Complete the following →
1. From the perf thread below, extract the passage starting with "I'm using perf" and going on through "in the latter.".
2. Answer these from the perf thread below:
(a) Which Ubuntu version is being used for profiling?
(b) About how long is the initialization phase of the program?
(c) Which syscalls are given as equivalents of the shell commands?

Page text →
Enable/disable perf event collection programmatically - c++

I'm using perf for profiling on Ubuntu 20.04 (though I can use any other free tool). It allows to pass a delay in CLI, so that event collection starts after a certain time since program launch. However, this time varies a lot (by 20 seconds out of 1000) and there are tail computations which I am not interested in either.
So it would be great to call some API from my program to start perf event collection for the fragment of code I'm interested in, and then stop collection after the code finishes.
It's not really an option to run the code in a loop because there is a ~30 seconds initialization phase and 10 seconds measurement phase and I'm only interested in the latter.

There is an inter-process communication mechanism to achieve this between the program being profiled (or a controlling process) and the perf process: Use the --control option in the format --control=fifo:ctl-fifo[,ack-fifo] or --control=fd:ctl-fd[,ack-fd] as discussed in the perf-stat(1) manpage. This option specifies either a pair of pathnames of FIFO files (named pipes) or a pair of file descriptors. The first file is used for issuing commands to enable or disable all events in any perf process that is listening to the same file. The second file, which is optional, is used to check with perf when it has actually executed the command.
There is an example in the manpage that shows how to use this option to control a perf process from a bash script, which you can easily translate to C/C++:
ctl_dir=/tmp/
ctl_fifo=${ctl_dir}perf_ctl.fifo
test -p ${ctl_fifo} && unlink ${ctl_fifo}
mkfifo ${ctl_fifo}
exec ${ctl_fd}<>${ctl_fifo} # open for read+write as specified FD
This first checks the file /tmp/perf_ctl.fifo, if exists, is a named pipe and only then it deletes it. It's not a problem if the file doesn't exist, but if it exists and it's not a named pipe, the file should not be deleted and mkfifo should fail instead. The mkfifo creates a named pipe with the pathname /tmp/perf_ctl.fifo. The next command then opens the file with read/write permissions and assigns the file descriptor to ctl_fd. The equivalent syscalls are fstat, unlink, mkfifo, and open. Note that the named pipe will be written to by the shell script (controlling process) or the process being profiled and will be read from the perf process. The same commands are repeated for the second named pipe, ctl_fd_ack, which will be used to receive acknowledgements from perf.

Supplied information →
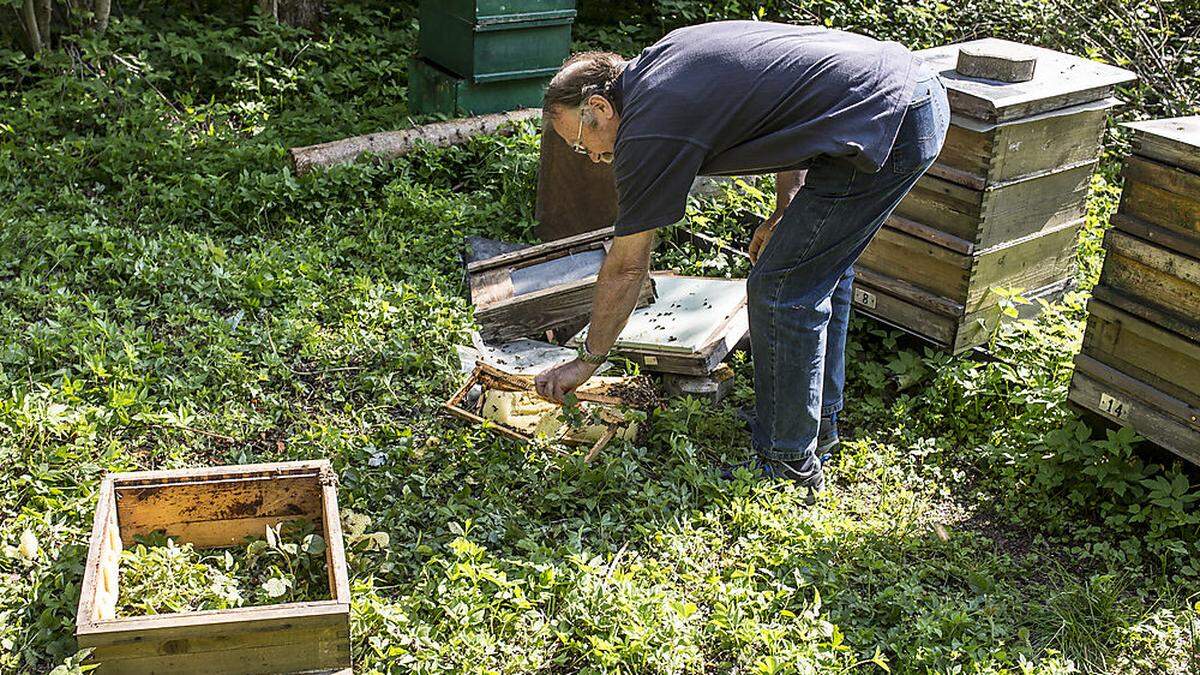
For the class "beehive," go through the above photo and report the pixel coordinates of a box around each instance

Full solutions →
1.
I'm using perf for profiling on Ubuntu 20.04 (though I can use any other free tool). It allows to pass a delay in CLI, so that event collection starts after a certain time since program launch. However, this time varies a lot (by 20 seconds out of 1000) and there are tail computations which I am not interested in either.
So it would be great to call some API from my program to start perf event collection for the fragment of code I'm interested in, and then stop collection after the code finishes.
It's not really an option to run the code in a loop because there is a ~30 seconds initialization phase and 10 seconds measurement phase and I'm only interested in the latter.

2.
(a) Ubuntu 20.04
(b) About 30 seconds
(c) fstat, unlink, mkfifo, and open